Top of Material supplied

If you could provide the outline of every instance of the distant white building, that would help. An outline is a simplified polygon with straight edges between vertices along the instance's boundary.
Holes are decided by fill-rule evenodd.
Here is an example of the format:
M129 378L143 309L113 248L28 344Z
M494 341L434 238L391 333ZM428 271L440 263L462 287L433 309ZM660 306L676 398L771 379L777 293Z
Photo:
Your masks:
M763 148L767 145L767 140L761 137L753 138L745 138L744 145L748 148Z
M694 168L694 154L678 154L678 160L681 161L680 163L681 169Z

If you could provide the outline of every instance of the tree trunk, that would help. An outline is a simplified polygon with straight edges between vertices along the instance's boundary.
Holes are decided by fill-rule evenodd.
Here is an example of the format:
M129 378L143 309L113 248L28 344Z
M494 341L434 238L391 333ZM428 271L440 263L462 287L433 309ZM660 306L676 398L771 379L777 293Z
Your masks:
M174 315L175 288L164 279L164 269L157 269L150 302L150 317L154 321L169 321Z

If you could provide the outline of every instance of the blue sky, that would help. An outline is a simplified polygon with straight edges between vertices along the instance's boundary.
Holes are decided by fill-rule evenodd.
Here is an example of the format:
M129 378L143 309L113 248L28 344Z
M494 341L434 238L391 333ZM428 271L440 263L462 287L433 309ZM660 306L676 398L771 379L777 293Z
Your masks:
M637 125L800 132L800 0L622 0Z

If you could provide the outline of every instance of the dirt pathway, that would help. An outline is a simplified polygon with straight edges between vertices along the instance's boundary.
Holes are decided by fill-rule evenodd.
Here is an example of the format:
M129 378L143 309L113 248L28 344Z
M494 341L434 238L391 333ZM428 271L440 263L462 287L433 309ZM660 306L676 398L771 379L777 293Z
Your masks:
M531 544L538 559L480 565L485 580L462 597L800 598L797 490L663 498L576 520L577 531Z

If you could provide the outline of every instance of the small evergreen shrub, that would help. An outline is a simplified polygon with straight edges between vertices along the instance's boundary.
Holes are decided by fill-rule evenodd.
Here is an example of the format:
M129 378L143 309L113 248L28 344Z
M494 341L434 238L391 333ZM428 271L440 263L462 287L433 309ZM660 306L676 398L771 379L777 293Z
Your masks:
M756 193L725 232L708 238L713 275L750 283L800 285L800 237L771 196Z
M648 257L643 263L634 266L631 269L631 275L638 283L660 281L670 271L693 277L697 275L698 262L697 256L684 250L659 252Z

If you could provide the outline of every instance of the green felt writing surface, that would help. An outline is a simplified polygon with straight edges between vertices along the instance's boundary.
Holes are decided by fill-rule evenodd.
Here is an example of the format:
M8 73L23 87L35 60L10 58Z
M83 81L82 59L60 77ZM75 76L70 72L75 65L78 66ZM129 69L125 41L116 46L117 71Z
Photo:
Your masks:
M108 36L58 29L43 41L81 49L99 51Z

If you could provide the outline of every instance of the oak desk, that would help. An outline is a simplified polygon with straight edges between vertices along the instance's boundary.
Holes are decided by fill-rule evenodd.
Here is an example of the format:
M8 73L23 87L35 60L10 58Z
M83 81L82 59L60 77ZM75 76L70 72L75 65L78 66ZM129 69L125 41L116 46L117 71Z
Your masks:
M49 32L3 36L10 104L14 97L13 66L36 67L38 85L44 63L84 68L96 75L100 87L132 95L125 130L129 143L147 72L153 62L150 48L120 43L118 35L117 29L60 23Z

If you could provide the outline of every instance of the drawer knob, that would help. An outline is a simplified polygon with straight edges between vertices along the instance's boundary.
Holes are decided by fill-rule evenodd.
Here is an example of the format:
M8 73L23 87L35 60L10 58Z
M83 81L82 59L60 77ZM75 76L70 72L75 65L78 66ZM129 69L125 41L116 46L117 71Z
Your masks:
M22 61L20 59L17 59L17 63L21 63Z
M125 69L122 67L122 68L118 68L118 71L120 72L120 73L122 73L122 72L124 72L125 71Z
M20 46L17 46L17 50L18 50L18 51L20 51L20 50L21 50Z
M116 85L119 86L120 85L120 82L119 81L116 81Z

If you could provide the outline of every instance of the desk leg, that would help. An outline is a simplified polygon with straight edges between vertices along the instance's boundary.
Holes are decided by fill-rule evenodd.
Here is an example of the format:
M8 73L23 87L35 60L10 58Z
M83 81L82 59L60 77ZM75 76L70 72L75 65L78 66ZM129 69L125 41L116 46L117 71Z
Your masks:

Bottom of Material supplied

Where the string "desk" appears in a line of the entries, count that line, and state the total alone.

Written response
2